## PASSAGE SHOWN
* * * * *

Augustine v. Aquinas

Saint Augustine and Aquinas are both famously known for their philosophical and theological explorations, with Augustine writing in the late fourth to early fifth century and Aquinas in the thirteenth. While they are both known for attempting to reconcile ancient philosophy with Christianity, they went about this task in different ways. Augustine is known for taking a Platonic route, whereas Aquinas was much more Aristotelian.  The two both explored the faith and reason dichotomy, the nature of the soul, and knowledge.

 

Section I: Faith and Reason           

            With the Middle Ages came the rebirth of the idea that religious belief did not only stem from faith, but also from reason. This idea was no stranger to ancient thinkers, but it reappeared with Augustine. To be clear on what the two are; faith is seen by the two philosophers as a trust in scripture and one’s own personal belief that God exists. Reason would be a more rational approach to the proof of God, with appeal to evidence and logic. St. Augustine believed that faith and reason had an interdependent relationship in understanding God, but also that faith would always be the truest way to God. Additionally, both faith and reason were only accessible due to divine grace of God. As stated before, Augustine was very much a Neo-Platonist. He believed because the Platonists studied the eternal and unchanging that these ideas were beneficial to understanding and clarifying the Christian faith.

* * * * *

## MATERIALS PROVIDED
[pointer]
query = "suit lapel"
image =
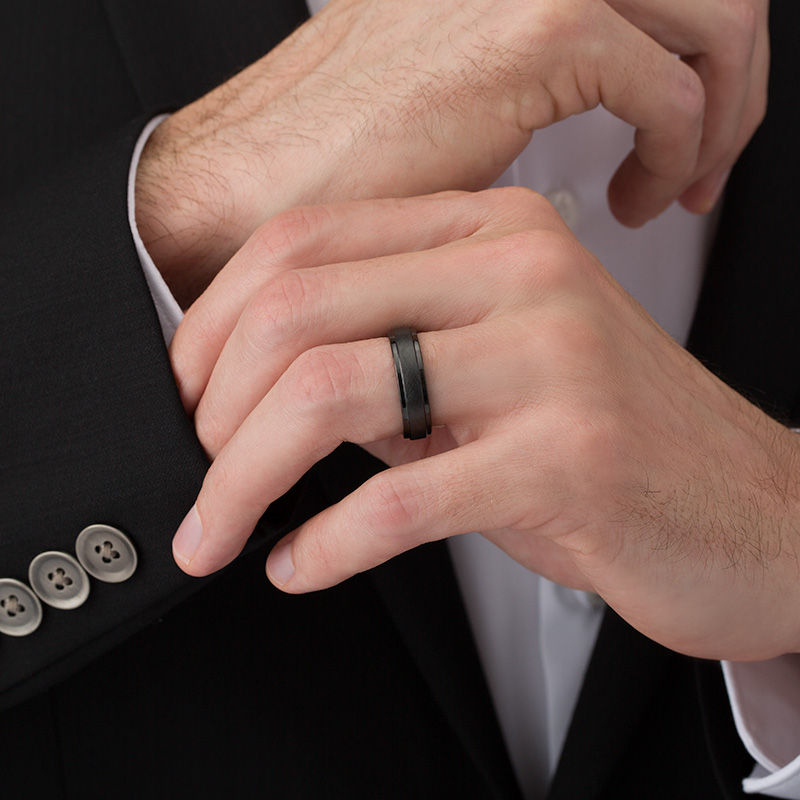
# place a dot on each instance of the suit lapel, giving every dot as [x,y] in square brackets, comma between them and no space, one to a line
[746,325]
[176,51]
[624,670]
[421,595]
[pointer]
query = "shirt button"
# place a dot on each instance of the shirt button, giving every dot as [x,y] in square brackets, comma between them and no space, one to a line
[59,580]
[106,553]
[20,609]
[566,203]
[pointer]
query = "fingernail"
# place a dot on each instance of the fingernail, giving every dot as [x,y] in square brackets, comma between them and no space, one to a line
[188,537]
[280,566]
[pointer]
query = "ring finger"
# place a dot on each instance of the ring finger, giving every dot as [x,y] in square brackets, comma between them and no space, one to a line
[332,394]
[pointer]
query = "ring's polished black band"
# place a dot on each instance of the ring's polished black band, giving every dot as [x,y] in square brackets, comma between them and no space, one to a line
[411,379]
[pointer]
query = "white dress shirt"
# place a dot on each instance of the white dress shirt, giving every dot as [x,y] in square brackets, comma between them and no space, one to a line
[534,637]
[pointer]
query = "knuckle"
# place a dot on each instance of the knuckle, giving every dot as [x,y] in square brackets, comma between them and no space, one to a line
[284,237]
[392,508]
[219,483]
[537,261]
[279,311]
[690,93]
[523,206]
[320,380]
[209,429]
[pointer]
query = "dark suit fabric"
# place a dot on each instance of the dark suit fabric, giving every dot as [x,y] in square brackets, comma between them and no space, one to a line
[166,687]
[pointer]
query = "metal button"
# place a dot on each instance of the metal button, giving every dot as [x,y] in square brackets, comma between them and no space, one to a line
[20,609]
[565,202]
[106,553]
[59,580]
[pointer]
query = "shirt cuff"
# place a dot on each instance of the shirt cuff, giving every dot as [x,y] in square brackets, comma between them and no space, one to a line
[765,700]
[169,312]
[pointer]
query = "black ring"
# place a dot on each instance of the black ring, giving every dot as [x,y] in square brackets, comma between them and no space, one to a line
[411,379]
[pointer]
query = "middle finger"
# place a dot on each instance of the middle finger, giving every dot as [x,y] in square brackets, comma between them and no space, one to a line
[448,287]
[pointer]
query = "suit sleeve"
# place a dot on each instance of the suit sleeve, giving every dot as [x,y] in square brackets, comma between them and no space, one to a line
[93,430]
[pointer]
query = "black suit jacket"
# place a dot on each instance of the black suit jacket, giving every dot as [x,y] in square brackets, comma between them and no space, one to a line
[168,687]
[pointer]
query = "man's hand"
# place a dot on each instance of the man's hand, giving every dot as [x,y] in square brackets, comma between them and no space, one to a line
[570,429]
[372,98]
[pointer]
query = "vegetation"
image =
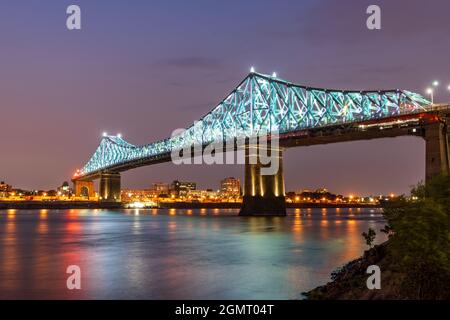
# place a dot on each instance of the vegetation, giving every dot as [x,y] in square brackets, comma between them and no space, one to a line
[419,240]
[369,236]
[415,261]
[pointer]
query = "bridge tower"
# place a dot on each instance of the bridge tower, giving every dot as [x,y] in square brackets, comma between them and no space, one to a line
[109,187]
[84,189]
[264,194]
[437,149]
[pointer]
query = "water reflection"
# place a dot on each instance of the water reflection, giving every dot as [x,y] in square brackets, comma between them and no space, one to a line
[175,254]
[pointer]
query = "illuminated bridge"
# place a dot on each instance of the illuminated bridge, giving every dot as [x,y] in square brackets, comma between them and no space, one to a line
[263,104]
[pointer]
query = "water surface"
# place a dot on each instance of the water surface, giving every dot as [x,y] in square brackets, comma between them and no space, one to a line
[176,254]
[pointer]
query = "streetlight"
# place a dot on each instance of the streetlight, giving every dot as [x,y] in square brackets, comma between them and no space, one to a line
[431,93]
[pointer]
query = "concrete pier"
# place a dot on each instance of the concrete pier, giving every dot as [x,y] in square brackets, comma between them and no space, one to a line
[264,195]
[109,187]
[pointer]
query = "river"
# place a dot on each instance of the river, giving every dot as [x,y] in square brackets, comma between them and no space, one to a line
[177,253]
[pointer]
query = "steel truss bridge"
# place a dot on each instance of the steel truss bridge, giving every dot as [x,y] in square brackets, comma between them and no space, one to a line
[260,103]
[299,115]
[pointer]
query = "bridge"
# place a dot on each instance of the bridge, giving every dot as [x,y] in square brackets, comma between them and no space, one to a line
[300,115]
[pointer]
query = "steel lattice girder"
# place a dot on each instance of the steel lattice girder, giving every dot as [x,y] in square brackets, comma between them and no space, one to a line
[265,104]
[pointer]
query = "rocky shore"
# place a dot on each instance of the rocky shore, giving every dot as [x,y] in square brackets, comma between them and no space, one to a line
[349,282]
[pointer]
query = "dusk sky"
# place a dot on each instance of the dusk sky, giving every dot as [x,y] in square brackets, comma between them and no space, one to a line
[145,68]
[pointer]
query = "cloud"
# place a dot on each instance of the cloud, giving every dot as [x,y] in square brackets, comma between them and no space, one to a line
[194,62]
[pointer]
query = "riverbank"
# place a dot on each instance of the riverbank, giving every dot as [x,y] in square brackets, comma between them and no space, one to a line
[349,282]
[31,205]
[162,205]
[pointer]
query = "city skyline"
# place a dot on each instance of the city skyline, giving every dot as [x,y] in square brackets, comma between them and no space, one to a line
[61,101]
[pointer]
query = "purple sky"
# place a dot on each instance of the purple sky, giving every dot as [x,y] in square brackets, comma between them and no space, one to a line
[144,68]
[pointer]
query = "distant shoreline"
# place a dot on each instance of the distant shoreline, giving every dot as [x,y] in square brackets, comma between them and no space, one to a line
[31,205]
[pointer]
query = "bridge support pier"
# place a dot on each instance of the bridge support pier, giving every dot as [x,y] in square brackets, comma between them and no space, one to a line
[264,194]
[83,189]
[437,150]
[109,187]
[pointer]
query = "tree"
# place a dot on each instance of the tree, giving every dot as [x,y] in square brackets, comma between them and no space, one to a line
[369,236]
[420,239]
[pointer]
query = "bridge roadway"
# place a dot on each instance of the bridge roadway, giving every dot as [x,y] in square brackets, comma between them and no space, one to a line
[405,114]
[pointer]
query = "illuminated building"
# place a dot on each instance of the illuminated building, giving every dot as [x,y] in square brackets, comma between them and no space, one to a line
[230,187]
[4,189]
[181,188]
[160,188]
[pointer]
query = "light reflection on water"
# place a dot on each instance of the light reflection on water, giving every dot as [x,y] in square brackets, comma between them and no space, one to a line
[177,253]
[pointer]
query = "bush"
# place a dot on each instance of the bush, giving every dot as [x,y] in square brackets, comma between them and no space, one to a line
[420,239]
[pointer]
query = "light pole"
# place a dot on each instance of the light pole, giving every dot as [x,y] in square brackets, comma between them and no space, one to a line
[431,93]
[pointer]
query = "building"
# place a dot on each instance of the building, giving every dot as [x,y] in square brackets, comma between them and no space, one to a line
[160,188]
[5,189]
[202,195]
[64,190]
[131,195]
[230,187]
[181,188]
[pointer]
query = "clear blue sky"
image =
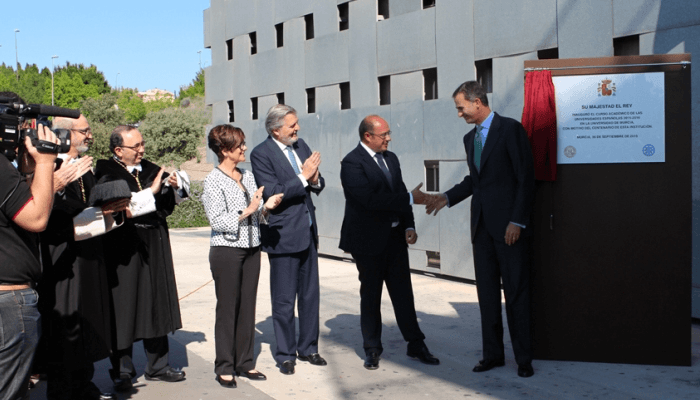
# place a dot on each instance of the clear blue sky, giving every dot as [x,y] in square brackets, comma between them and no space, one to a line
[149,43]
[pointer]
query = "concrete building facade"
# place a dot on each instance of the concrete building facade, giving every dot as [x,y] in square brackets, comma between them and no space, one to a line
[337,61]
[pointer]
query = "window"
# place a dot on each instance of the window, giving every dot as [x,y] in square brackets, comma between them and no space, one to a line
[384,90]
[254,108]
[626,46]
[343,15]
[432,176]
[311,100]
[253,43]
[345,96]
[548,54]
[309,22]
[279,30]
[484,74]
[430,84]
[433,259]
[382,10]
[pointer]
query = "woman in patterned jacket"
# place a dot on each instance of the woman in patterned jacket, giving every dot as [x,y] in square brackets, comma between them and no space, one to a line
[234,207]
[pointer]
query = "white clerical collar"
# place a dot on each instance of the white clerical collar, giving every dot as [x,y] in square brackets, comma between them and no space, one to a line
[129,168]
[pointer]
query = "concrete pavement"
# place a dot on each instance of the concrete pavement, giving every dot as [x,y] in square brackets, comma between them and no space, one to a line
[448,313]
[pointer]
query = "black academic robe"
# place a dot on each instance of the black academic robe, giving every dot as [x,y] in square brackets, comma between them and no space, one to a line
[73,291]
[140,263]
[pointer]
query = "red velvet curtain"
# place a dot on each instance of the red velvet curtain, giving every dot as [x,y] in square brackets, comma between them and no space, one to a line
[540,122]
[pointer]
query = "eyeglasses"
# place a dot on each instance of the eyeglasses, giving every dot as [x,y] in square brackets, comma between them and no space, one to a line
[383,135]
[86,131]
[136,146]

* * * * *

## OBJECTIVES
(a) What three subjects does the Augustine and Aquinas essay say the two thinkers both explored?
(b) Which lines in the entries include the string "fingernail"? Pick out each one and copy it.

## TASK SOLUTIONS
(a) The faith and reason dichotomy, the nature of the soul, and knowledge.

(b)
query = "fingernail"
# place a dot on each instance of the fingernail, giving every dot as [x,y] in square brackets, comma between them and no space, one to a line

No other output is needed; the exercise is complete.